Fragmento del texto =
####################
Hoy cumplo veintinueve años, edad de poner los pies en la tierra, dicen, pero sucede que estoy flotando. Y no lo digo en sentido figurado. Ahora mismo las nubes se disuelven a mi lado y una azafata me traerá un té… Voy a Buenos Aires, Buenos Fucking-Aires, la ciudad que alguna vez intentó devorarme (porque una ciudad no es solo asfalto también es sangre y carne y piel), la ciudad en la que fui un salmón, que atravesó sus calles contra- Corrientes, la ciudad de la que huí como quien huye del infierno, y a la que ahora vuelvo.
Alcanzar un año más de vida dentro de un avión puede sonar interesante, pero yo, que sé lo que es pasar un cumpleaños secuestrada por las circunstancias en un aeropuerto, no puedo dejar de pensar en la posibilidad de una jugarreta por parte de Fortuna. La mezcla cumpleaños-aeropuerto-Buenos Aires parece bastante sospechosa. “Al destino le agradan las repeticiones, las variantes, las simetrías”, decía Borges. (También lo hago por mi bien y por mi afición suicida preferida). Quiero volver al lugar que alguna vez intentó matarme, adentrarme en sus fauces... y ofrecerle mi otra mejilla…
II
“El Papa es nuestro, el mejor jugador de fútbol del mundo es nuestro, el mejor rock es nuestro. Nos estamos comiendo el mundo. Yo no sé por qué nadie se da cuenta”, me dice un amigo porteño mientras atravesamos la ciudad en su auto. Tiene razón, empezando porque es verano en pleno invierno: hay sol, música, cerveza helada, teatro, ópera, ropa, chicos guapos, libros, muchos libros a precio de nada. Sin embargo, hay algo que no es real, visitar una ciudad de paso es como visitar una ciudad de mentira, de prestado, como andar en puntillas por el lomo de un animal salvaje, como picaflor que cata a cuenta gotas los placeres más lejanos, y que sabe- siempre- que cada ruta que toma excluye otra, que paralelo a su viaje, hay una serie infinita de caminos jamás recorridos, un mapa invisible que está compuesto por las rutas que se rechazan.
III
"¡Qué mierda pasó ayer en San Telmo!"
-Charly García.
####################
Entradas extraídas =
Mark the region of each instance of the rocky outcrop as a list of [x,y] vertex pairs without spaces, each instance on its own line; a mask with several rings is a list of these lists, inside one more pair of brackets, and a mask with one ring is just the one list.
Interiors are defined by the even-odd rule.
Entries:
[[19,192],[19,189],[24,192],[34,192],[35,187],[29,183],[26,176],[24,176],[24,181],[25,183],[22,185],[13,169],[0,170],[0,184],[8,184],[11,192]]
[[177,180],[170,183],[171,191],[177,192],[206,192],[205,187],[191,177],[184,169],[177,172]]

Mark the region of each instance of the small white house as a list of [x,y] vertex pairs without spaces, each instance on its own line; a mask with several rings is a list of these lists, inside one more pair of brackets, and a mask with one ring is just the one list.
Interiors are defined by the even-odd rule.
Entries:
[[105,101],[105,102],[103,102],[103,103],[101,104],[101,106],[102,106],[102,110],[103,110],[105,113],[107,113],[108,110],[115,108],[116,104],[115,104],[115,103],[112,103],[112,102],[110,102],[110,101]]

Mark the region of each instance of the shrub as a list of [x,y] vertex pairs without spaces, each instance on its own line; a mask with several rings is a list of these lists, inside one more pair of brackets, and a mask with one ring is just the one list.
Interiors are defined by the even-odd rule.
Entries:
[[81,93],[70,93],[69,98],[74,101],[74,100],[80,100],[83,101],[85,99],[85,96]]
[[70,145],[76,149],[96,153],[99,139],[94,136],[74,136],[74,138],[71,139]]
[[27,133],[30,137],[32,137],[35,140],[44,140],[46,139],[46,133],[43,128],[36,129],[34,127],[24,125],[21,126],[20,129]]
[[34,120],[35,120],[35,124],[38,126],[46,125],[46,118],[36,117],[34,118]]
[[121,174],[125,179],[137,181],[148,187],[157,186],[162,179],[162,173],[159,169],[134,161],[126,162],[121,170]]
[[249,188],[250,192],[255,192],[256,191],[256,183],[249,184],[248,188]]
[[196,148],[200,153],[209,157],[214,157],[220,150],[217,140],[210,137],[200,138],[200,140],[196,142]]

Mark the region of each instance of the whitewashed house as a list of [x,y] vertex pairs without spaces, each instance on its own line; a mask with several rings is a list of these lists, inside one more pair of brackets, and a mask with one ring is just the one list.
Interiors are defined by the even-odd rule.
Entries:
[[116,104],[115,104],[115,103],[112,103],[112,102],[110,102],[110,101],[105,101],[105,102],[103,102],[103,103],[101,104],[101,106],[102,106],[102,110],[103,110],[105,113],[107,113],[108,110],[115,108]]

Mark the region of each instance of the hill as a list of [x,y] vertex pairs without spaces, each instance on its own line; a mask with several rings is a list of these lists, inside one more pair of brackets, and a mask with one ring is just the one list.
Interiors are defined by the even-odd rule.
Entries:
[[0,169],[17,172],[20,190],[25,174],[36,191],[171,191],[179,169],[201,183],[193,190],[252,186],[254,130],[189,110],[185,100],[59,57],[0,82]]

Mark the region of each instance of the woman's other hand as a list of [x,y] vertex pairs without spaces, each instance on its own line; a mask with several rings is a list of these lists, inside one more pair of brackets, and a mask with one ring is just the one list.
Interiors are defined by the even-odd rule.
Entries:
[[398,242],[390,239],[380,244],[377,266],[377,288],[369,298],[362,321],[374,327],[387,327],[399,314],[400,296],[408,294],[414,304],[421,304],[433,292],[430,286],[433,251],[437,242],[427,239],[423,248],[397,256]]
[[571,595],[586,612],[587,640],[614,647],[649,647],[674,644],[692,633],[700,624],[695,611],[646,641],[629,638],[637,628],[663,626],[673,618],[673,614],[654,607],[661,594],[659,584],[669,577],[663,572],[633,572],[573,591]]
####################
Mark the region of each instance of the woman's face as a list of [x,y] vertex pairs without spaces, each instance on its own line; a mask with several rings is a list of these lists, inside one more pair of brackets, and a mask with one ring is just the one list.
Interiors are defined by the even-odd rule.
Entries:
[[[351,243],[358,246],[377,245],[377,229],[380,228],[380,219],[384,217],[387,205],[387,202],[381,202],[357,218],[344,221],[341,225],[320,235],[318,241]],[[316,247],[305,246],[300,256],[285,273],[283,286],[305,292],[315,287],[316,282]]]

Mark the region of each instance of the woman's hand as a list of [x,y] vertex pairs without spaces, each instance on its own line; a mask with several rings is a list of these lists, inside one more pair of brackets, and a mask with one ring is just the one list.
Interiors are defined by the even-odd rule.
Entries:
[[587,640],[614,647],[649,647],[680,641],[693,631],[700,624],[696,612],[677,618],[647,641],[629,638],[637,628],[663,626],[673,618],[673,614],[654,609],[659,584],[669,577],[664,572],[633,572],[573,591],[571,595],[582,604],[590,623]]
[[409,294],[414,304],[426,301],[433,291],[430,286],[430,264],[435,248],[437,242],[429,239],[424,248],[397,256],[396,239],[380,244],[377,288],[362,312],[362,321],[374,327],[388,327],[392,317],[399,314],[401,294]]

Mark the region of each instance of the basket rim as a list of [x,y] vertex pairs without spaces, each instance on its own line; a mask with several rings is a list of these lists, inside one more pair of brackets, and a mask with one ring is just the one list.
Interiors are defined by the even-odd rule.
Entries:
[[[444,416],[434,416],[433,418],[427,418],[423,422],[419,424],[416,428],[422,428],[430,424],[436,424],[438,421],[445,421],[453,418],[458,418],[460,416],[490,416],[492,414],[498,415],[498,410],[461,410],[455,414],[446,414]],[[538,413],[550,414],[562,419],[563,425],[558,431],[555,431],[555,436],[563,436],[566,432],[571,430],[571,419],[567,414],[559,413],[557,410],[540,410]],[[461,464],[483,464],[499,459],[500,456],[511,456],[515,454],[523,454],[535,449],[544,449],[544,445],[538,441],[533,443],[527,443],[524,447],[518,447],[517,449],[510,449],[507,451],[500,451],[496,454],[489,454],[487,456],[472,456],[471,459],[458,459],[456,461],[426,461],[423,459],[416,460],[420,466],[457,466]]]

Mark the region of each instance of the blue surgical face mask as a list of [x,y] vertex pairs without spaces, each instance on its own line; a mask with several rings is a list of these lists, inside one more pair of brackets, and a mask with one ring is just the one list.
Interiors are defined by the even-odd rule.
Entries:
####################
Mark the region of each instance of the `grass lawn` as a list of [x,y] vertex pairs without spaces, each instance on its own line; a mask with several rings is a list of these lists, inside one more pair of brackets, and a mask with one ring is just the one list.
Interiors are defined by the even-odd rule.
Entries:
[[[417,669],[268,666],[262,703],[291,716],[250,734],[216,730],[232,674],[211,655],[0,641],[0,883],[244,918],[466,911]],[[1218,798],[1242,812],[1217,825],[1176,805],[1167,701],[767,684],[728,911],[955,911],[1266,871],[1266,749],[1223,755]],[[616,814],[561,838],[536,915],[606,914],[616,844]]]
####################
Qué harás =
Reproduce sin cambios el pasaje del texto sobre el regreso a Buenos Aires, empezando en las palabras "Hoy cumplo veintinueve" y deteniéndote después de "que ahora vuelvo.". Las entradas no intervienen en esto.

Respuesta completa =
Hoy cumplo veintinueve años, edad de poner los pies en la tierra, dicen, pero sucede que estoy flotando. Y no lo digo en sentido figurado. Ahora mismo las nubes se disuelven a mi lado y una azafata me traerá un té… Voy a Buenos Aires, Buenos Fucking-Aires, la ciudad que alguna vez intentó devorarme (porque una ciudad no es solo asfalto también es sangre y carne y piel), la ciudad en la que fui un salmón, que atravesó sus calles contra- Corrientes, la ciudad de la que huí como quien huye del infierno, y a la que ahora vuelvo.